>> Start Quoted passage
Volunteers began showing up at GOP campaign offices at quadruple the pre-convention pace, many of them conservatives who were lukewarm to presidential nominee John McCain but ecstatic about his running mate, Alaska Gov. Sarah Palin. Their enthusiasm could be Dole's saving grace on Nov. 4.
"We have to move out of here and take on this fight big-time," Dole said at a GOP dinner in North Carolina earlier this month, acknowledging, "We're in a very tough cycle."
After months of fundraising doldrums, recruitment misfires and daunting polls, Republicans believe they are finally on the rebound in the battle for Congress. Both sides concede that the GOP stands almost no chance of taking back the House or Senate in November, but party leaders think the Palin factor and an increasingly competitive fight for the White House have generated enthusiasm and momentum that could limit GOP losses to only a few Senate seats and perhaps fewer than a dozen House seats.
As evidence of the jolt provided to the party base by the Republican convention and the selection of Palin, strategists point to recent polls showing a bounce in "generic" polling. In August, a USA Today-Gallup poll gave Democrats a 51 to 42 percent lead on the question of which party voters would support in a congressional election in their district. In the days after the GOP convention in St. Paul, Minn., ended earlier this month, Republicans had climbed to a 50 to 45 percent advantage.
>> End Quoted passage
>> Start Information provided
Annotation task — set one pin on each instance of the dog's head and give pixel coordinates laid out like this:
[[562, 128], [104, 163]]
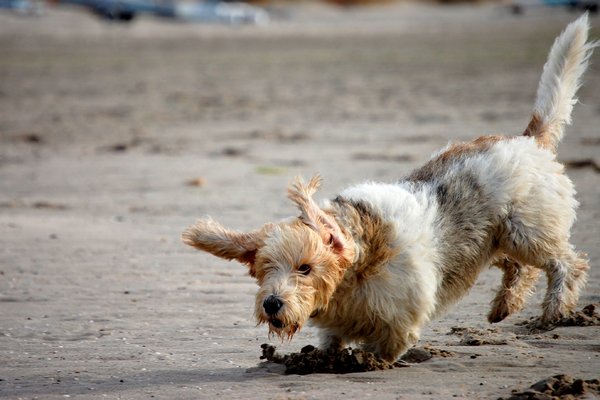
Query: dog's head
[[298, 263]]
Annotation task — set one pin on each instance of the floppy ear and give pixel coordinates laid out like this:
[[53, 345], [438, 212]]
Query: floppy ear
[[212, 237], [312, 215]]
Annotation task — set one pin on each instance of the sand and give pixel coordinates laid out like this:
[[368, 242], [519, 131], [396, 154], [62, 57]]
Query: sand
[[114, 138]]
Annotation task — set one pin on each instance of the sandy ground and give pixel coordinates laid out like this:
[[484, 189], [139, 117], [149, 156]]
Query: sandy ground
[[102, 126]]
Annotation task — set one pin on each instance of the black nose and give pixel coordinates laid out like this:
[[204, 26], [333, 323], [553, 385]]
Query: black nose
[[272, 305]]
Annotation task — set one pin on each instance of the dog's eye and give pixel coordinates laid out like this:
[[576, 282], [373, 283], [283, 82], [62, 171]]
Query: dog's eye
[[304, 269]]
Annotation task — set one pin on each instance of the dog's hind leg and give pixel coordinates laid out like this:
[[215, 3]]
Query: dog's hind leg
[[517, 284], [566, 274]]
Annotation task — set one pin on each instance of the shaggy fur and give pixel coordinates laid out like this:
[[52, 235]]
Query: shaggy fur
[[373, 265]]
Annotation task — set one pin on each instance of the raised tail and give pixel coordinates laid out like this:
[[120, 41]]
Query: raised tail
[[567, 61]]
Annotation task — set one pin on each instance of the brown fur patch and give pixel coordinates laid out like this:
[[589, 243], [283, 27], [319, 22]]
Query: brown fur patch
[[536, 129], [439, 164], [371, 234]]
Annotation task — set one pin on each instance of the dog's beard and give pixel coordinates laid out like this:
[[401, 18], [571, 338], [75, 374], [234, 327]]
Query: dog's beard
[[287, 321]]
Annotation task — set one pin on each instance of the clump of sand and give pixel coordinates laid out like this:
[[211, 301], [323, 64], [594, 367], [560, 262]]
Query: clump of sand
[[312, 360]]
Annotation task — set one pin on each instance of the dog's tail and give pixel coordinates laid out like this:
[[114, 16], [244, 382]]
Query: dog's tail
[[561, 77]]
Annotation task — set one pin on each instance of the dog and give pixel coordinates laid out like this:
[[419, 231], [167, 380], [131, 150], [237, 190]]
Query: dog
[[374, 264]]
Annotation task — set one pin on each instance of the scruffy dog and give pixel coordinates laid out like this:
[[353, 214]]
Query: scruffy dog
[[377, 262]]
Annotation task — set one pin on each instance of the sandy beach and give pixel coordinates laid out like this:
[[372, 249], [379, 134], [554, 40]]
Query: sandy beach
[[114, 138]]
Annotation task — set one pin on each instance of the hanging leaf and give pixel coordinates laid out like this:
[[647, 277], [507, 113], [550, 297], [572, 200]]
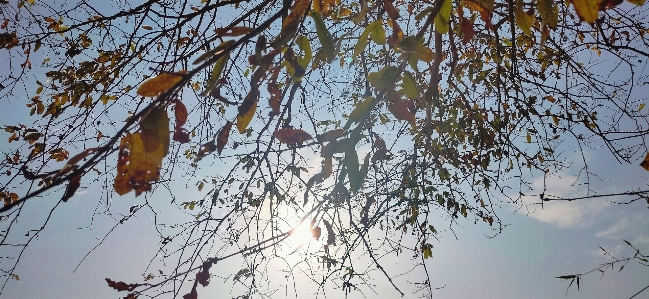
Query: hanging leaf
[[331, 135], [645, 162], [305, 46], [247, 110], [155, 131], [136, 168], [222, 138], [384, 78], [72, 187], [442, 19], [291, 136], [219, 66], [587, 10], [159, 84], [331, 236], [324, 36], [524, 20]]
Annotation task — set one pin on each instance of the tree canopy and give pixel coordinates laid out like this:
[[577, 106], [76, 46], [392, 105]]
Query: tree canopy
[[368, 124]]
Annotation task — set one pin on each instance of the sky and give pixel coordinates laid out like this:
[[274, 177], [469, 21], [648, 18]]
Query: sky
[[538, 244]]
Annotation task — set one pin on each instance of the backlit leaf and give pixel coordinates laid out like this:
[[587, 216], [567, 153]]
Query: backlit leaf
[[645, 162], [136, 168], [222, 138], [587, 10], [292, 136], [442, 19], [247, 110], [524, 20], [159, 84], [155, 131]]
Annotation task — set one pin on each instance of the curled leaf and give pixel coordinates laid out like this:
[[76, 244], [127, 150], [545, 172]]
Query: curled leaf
[[159, 84]]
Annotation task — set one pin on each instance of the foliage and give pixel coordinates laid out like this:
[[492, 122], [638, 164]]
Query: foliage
[[422, 114]]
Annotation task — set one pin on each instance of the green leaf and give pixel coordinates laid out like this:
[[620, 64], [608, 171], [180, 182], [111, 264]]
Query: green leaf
[[443, 16], [384, 78], [324, 36]]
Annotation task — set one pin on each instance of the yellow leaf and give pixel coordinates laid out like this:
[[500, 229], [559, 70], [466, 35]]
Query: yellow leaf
[[247, 110], [442, 18], [159, 84], [136, 168], [587, 10], [524, 20]]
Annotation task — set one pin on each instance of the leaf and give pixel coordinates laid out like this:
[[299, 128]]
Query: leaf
[[122, 286], [587, 10], [136, 168], [645, 162], [330, 135], [292, 136], [247, 110], [384, 78], [442, 19], [524, 20], [331, 236], [324, 36], [155, 131], [159, 84], [316, 232], [291, 23], [214, 51], [399, 109], [72, 187], [222, 138], [219, 66], [305, 46]]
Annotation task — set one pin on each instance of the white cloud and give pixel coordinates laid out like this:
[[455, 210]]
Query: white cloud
[[564, 214]]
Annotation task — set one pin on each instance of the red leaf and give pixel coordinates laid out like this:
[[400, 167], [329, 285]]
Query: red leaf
[[291, 136]]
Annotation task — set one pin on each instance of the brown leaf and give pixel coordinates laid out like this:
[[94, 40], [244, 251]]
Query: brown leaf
[[72, 187], [159, 84], [331, 135], [247, 110], [645, 162], [291, 136], [392, 12], [122, 286], [180, 111], [316, 232], [136, 168], [223, 135]]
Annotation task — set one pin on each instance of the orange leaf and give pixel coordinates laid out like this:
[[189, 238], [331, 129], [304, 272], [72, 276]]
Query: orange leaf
[[159, 84], [331, 135], [291, 136], [645, 162], [222, 138], [247, 110], [136, 168]]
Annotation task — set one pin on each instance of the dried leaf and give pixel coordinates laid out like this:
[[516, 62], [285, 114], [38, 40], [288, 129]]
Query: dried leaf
[[292, 136], [330, 135], [136, 168], [222, 138], [159, 84], [247, 110], [72, 187], [587, 10]]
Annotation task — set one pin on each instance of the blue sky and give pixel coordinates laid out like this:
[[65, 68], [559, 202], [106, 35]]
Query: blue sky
[[521, 262]]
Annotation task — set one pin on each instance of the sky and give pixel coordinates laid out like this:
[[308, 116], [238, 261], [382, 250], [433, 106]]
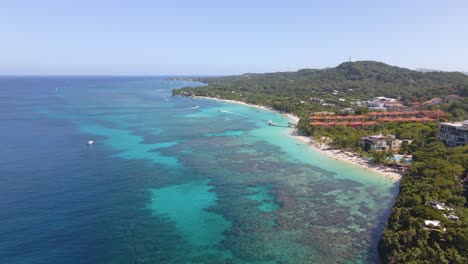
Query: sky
[[227, 37]]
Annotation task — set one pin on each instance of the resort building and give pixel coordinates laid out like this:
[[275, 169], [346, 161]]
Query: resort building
[[453, 134], [433, 101], [374, 118], [381, 103]]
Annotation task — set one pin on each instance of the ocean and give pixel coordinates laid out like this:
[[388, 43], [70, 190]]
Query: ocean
[[171, 180]]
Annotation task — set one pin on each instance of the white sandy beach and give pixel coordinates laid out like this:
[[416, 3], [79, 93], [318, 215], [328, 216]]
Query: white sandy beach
[[349, 157], [324, 149]]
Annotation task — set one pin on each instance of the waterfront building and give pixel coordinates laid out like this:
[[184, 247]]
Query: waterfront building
[[453, 134]]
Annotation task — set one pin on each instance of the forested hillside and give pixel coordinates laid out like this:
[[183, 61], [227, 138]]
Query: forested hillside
[[437, 171], [293, 91]]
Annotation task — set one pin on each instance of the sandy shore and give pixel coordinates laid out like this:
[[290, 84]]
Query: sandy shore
[[324, 149], [349, 157]]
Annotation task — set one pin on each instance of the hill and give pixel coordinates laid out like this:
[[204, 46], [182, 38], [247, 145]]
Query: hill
[[361, 80]]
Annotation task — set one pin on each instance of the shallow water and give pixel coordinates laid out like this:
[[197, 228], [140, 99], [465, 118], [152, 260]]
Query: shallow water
[[171, 180]]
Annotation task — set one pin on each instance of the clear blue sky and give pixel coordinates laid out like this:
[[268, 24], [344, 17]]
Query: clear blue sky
[[102, 37]]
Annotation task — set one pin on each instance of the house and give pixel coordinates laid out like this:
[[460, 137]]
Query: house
[[452, 98], [433, 101], [382, 103], [440, 206], [433, 225], [453, 134], [382, 143], [377, 143]]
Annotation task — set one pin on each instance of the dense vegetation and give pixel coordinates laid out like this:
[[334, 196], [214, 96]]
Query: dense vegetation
[[294, 91], [436, 172]]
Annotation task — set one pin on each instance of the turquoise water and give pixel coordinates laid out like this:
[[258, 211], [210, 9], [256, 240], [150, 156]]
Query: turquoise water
[[173, 180], [266, 199]]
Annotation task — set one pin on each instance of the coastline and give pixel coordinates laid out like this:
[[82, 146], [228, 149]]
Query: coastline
[[344, 156], [349, 157]]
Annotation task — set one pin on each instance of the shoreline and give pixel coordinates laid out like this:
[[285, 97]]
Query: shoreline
[[348, 157]]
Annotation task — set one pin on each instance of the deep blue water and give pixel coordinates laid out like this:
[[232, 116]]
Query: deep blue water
[[170, 180]]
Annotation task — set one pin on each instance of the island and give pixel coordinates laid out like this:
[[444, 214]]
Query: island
[[408, 122]]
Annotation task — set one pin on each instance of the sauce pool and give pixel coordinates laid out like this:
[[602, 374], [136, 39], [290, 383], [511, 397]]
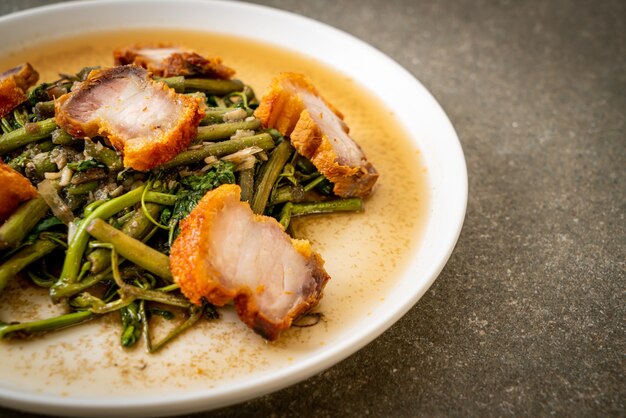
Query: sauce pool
[[365, 253]]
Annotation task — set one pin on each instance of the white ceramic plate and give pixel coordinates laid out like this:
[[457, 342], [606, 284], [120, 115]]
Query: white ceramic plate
[[418, 112]]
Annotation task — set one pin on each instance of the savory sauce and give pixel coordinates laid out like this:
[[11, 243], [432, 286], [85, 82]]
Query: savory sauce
[[365, 253]]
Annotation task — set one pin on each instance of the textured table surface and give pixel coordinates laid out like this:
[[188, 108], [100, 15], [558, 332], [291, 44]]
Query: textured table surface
[[528, 316]]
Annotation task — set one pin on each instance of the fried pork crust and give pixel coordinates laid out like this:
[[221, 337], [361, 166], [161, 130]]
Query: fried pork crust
[[144, 119], [13, 86], [169, 61], [14, 189], [225, 252], [293, 106]]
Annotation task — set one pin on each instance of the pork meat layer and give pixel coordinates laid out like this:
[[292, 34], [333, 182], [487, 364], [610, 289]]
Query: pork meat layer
[[226, 252], [293, 106], [146, 120]]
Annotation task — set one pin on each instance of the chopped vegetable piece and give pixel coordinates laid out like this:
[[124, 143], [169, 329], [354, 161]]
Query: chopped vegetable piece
[[14, 189], [13, 86], [168, 61]]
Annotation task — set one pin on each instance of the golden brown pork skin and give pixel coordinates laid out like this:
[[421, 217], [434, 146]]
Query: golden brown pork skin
[[293, 106], [146, 120], [226, 252]]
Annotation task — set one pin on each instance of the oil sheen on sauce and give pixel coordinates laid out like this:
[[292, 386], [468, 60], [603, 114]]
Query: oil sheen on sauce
[[365, 253]]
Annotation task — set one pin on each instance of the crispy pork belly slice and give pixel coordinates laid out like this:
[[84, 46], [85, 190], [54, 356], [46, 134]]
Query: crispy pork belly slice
[[144, 119], [13, 86], [317, 130], [226, 252], [14, 189], [169, 61]]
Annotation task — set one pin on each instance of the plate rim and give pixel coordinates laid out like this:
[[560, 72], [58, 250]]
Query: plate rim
[[271, 381]]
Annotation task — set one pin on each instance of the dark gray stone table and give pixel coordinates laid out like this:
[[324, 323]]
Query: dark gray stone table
[[528, 317]]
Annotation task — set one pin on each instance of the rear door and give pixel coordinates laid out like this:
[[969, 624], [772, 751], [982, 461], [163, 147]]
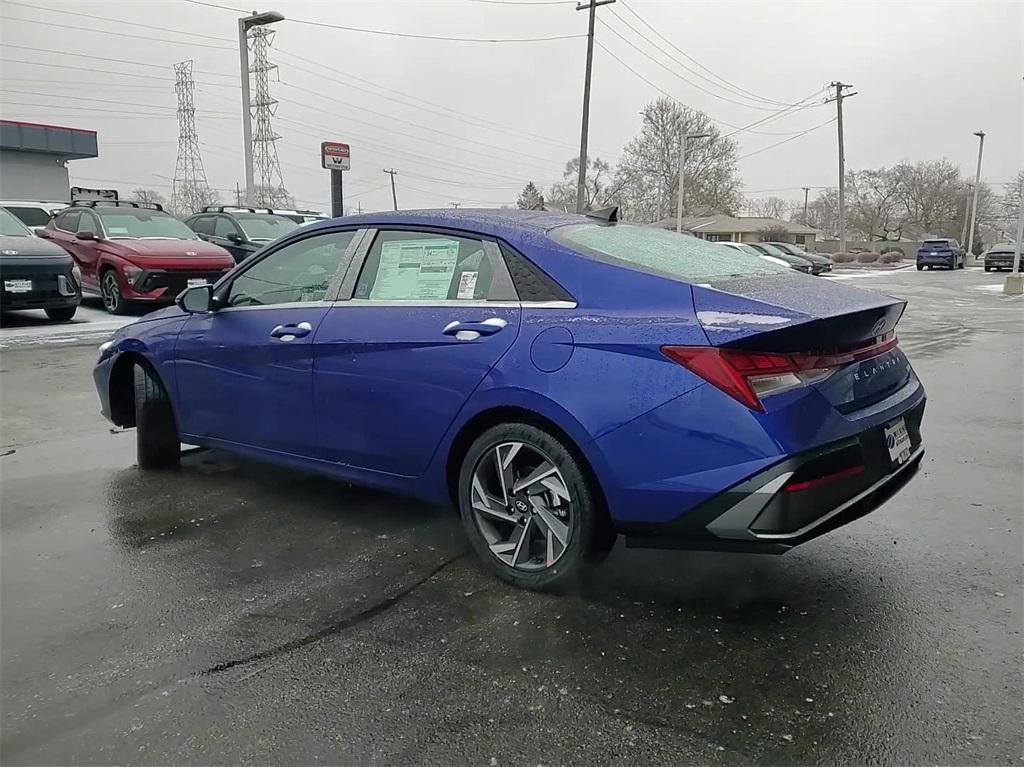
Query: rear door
[[429, 314], [245, 372]]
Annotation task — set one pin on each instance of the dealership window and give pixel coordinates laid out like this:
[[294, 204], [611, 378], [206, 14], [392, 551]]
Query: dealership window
[[429, 266]]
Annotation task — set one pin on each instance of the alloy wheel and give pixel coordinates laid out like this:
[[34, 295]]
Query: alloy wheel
[[111, 292], [521, 505]]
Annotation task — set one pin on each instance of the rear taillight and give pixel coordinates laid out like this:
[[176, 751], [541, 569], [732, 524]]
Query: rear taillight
[[748, 376]]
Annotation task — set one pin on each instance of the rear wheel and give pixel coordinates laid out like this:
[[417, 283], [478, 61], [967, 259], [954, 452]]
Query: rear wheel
[[157, 441], [528, 507], [110, 291], [60, 313]]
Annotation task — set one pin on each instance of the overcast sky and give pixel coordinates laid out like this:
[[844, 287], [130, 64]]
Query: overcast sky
[[927, 74]]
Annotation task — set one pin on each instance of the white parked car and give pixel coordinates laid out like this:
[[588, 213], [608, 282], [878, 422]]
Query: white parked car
[[34, 213]]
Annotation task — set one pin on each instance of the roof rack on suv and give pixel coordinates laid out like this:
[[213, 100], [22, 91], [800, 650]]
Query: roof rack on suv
[[115, 204], [233, 208]]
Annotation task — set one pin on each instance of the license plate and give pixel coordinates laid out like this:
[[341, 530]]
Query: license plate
[[17, 286], [898, 441]]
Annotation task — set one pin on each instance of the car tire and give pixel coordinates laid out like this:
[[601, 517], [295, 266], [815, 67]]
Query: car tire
[[110, 291], [60, 313], [588, 534], [157, 441]]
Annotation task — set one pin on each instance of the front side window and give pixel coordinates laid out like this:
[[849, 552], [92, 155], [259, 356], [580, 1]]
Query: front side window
[[30, 216], [139, 223], [11, 226], [262, 227], [298, 272], [425, 266], [660, 251]]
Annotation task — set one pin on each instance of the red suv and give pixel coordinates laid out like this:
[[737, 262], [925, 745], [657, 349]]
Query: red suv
[[130, 251]]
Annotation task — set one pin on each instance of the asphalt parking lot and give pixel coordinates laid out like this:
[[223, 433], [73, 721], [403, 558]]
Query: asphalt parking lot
[[229, 612]]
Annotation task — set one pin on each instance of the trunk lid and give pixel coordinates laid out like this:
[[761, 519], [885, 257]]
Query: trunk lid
[[788, 314]]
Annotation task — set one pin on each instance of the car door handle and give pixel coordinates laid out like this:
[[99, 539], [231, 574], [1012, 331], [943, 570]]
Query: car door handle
[[291, 332], [472, 331]]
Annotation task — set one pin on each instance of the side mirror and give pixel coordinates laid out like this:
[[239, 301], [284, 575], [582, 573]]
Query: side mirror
[[196, 300]]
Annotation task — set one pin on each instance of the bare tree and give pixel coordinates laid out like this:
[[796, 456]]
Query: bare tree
[[529, 198], [770, 207], [647, 176], [598, 192], [148, 196]]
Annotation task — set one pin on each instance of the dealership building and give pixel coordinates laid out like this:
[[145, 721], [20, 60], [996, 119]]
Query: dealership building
[[34, 159]]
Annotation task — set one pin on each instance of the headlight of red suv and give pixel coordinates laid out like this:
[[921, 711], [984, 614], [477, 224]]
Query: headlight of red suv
[[131, 273]]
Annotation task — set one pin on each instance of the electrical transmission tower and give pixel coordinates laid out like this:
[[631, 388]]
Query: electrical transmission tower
[[189, 190], [269, 192]]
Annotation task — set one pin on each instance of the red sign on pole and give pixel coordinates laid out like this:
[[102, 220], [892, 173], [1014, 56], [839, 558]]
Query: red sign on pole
[[335, 156]]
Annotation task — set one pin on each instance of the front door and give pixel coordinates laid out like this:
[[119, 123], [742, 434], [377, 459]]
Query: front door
[[245, 372], [430, 315]]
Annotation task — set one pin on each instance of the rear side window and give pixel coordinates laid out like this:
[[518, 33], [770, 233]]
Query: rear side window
[[427, 266], [30, 216], [202, 225], [69, 220], [662, 252]]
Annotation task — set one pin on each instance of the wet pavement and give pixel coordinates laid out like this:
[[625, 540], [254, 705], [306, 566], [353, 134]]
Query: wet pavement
[[230, 612]]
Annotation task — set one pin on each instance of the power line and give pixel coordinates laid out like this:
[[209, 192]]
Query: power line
[[51, 24], [695, 61], [412, 35], [738, 129], [98, 58], [785, 140], [675, 74]]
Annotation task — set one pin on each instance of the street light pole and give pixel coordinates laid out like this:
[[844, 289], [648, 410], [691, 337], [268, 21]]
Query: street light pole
[[585, 125], [974, 203], [245, 24], [683, 135]]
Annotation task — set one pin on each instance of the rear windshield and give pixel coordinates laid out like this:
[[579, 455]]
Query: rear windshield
[[138, 223], [30, 216], [264, 226], [663, 252]]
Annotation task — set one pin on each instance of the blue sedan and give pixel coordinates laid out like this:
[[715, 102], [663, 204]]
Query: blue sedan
[[560, 379]]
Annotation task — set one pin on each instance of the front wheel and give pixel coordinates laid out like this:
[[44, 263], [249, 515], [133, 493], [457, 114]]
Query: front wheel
[[110, 291], [528, 507], [60, 313], [157, 441]]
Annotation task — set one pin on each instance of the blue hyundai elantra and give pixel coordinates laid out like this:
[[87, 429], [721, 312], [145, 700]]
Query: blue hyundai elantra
[[560, 379]]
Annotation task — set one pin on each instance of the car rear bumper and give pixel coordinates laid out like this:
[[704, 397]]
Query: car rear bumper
[[948, 260], [38, 287], [795, 500]]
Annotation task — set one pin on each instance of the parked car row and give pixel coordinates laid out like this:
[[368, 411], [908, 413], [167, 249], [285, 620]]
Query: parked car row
[[126, 251]]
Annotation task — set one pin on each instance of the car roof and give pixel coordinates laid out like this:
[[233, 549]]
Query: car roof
[[502, 222]]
>> End Information provided
▶ **What you have to do**
In the excerpt about the 2008 congressional races, what lead did Democrats hold in the August USA Today-Gallup poll? The listing has no role here.

▶ **Exercise response**
A 51 to 42 percent lead.